[Quoted passage]
****************

Sunday, November 12, 2006

More Pride and Delight

I suppose Oxford has a reputation for being hard to get into. Indeed, the admissions policy of the university is an indelible obsession of the British media, and a process about which almost mythical speculation hangs like a pall and generates a hysteria which would lead the casual reader of your average article on this subject to suppose that the commodity to which the poor slighted teenager du jour was being denied access was life-saving surgery or freedom of speech or clean water. Rather than, say, admission to one of many good establishments of higher education in the British Isles, all the rest of which remain open to them and at any of which they could obtain a perfectly good degree and the three or four years of drunken irresponsibility which are the birthright of those fortunate enough to be born clever, or at least middle class.
Well, admission to Oxford (undergraduate admission at any rate) is indeed competitive. Since this knowledge is so hard for the press to cope with, it is doubtless good if they don't look too hard at the tiers of competition which exist within the university itself. Having already loaded words such as "privilege" and "elitism" with such insupportable (though essentially meaningless) weight, I can't imagine what terminology they would have left for the institution of All Souls College. This is the Oxford-within-Oxford, a fellows-only college which generates among Oxonians the same class of myth that the University generates in the wider world. Perhaps among Fellows of All Souls there is a particular committee or something which evokes the same kind of legends and mystique. Members of that committee would I imagine spend their nights dreaming of the elusive and exclusive position of Chair. The Chair probably knows of a committee of Exclusive Academic Committee Chairs and wonders what cruel prejudice keeps him off it.

****************

Stored data:

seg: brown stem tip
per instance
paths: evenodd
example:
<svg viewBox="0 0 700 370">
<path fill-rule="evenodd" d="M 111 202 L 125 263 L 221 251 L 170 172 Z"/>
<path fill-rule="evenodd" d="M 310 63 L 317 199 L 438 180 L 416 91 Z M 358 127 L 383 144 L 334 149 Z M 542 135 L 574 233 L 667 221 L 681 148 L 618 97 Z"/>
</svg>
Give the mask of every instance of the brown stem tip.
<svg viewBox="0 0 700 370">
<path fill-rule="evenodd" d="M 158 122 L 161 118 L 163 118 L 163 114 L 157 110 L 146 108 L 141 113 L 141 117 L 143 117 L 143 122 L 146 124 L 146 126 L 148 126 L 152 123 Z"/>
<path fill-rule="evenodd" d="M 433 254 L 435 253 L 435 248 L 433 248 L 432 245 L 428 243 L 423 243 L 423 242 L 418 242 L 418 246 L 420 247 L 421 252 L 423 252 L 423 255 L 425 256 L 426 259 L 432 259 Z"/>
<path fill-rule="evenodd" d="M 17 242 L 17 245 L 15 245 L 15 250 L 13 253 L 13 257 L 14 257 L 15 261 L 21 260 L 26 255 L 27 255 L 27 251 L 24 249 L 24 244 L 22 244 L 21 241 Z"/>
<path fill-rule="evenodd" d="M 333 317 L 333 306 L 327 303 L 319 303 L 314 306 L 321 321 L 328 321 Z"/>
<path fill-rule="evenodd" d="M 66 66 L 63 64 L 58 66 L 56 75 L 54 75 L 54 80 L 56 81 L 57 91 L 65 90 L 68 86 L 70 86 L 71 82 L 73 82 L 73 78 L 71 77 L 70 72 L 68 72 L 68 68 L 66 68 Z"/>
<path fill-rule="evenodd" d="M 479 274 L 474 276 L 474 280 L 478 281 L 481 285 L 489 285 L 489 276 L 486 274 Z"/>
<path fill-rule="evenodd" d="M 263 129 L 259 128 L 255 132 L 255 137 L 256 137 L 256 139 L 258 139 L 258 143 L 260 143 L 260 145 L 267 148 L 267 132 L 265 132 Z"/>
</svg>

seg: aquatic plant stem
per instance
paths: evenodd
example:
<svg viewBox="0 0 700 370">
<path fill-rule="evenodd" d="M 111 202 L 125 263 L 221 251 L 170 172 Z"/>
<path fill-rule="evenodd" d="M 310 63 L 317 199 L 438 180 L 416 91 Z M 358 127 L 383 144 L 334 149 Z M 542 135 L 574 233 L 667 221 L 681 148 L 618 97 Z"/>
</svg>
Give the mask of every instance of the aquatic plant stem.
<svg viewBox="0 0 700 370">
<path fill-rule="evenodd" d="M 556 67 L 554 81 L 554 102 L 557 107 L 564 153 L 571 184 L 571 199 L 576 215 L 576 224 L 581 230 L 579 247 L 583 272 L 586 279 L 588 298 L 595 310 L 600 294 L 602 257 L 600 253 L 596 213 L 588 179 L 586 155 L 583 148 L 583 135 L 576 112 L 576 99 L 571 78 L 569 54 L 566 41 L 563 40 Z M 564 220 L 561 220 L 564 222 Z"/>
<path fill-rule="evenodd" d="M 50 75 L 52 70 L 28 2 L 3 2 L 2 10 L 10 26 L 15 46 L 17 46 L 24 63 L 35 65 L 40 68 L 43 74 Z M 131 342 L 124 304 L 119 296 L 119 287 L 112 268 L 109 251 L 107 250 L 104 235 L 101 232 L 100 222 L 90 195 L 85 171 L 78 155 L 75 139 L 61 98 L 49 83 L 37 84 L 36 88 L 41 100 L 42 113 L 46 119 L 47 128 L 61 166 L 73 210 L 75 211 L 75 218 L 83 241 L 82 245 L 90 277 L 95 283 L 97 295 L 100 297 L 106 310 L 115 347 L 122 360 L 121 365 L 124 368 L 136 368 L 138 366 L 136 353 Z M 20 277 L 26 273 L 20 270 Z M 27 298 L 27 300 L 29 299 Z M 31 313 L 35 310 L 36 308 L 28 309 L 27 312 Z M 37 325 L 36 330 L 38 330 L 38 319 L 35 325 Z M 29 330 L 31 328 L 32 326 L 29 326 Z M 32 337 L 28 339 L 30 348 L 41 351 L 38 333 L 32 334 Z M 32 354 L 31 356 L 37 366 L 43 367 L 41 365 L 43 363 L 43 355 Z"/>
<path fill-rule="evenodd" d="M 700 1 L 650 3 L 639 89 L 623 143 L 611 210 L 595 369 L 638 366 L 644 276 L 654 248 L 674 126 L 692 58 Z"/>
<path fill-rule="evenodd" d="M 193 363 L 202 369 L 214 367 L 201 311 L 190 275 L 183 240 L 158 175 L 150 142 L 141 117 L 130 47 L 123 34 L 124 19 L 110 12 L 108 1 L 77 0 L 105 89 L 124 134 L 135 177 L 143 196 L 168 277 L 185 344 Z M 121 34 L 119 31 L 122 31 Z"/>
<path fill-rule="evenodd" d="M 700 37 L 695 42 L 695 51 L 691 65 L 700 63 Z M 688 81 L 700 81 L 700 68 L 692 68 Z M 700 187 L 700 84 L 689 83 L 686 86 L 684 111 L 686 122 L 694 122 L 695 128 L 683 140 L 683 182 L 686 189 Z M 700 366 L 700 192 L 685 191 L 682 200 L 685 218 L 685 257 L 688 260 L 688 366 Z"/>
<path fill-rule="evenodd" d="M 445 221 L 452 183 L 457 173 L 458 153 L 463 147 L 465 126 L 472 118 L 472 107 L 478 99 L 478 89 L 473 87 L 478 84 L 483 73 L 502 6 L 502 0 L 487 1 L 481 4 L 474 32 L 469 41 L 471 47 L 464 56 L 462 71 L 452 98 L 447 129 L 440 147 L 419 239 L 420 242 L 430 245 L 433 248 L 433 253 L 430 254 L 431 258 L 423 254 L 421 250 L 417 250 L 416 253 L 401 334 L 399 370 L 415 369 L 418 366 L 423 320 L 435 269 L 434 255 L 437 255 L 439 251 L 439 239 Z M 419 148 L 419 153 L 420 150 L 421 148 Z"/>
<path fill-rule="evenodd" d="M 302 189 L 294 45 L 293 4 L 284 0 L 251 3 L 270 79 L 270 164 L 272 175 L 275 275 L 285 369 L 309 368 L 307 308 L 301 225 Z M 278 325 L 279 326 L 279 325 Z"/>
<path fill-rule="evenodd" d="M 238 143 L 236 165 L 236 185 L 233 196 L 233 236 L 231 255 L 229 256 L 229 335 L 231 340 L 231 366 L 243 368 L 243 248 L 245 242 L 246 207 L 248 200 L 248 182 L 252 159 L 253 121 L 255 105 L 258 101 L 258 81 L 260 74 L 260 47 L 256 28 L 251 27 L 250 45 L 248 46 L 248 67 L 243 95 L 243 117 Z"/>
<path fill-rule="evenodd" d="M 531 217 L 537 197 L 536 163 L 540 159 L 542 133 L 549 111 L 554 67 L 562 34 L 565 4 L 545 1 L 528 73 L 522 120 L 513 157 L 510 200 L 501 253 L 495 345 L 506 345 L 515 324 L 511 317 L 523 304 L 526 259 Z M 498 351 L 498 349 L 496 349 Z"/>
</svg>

****************

[Required tasks]
A. Answer these questions about the post on Oxford admissions:
(i) What date heads the post?
(ii) Which two words does the writer say the press has already loaded with insupportable weight?
(iii) Which college does the post call "the Oxford-within-Oxford"?
B. Can you output the part of the post on Oxford admissions that opens with the words containing "I suppose Oxford" and closes with "least middle class.", copied without any change?

[Results for each task]
A.
(i) Sunday, November 12, 2006
(ii) "privilege" and "elitism"
(iii) All Souls College

B.
I suppose Oxford has a reputation for being hard to get into. Indeed, the admissions policy of the university is an indelible obsession of the British media, and a process about which almost mythical speculation hangs like a pall and generates a hysteria which would lead the casual reader of your average article on this subject to suppose that the commodity to which the poor slighted teenager du jour was being denied access was life-saving surgery or freedom of speech or clean water. Rather than, say, admission to one of many good establishments of higher education in the British Isles, all the rest of which remain open to them and at any of which they could obtain a perfectly good degree and the three or four years of drunken irresponsibility which are the birthright of those fortunate enough to be born clever, or at least middle class.